● **Material**
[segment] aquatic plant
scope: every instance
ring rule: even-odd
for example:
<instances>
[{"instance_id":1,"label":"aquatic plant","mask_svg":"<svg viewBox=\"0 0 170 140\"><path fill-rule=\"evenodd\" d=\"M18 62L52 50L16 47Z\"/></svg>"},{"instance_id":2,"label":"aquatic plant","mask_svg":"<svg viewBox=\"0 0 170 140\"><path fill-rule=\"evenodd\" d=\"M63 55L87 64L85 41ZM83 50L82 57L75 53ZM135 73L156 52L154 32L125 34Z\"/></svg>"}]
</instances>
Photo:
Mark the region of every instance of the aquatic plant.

● **Task to carry out**
Rewrite every line of the rows above as a numbered list, leaving out any blank lines.

● **Response to the exercise**
1. [segment] aquatic plant
2. scope: every instance
3. ring rule: even-odd
4. for example:
5. <instances>
6. [{"instance_id":1,"label":"aquatic plant","mask_svg":"<svg viewBox=\"0 0 170 140\"><path fill-rule=\"evenodd\" d=\"M18 62L52 50L16 47Z\"/></svg>"},{"instance_id":2,"label":"aquatic plant","mask_svg":"<svg viewBox=\"0 0 170 140\"><path fill-rule=\"evenodd\" d=\"M63 55L87 64L85 41ZM83 50L82 57L75 53ZM135 73L156 52L154 32L125 34Z\"/></svg>"}]
7. </instances>
8. Photo:
9. Mark the region of every instance of the aquatic plant.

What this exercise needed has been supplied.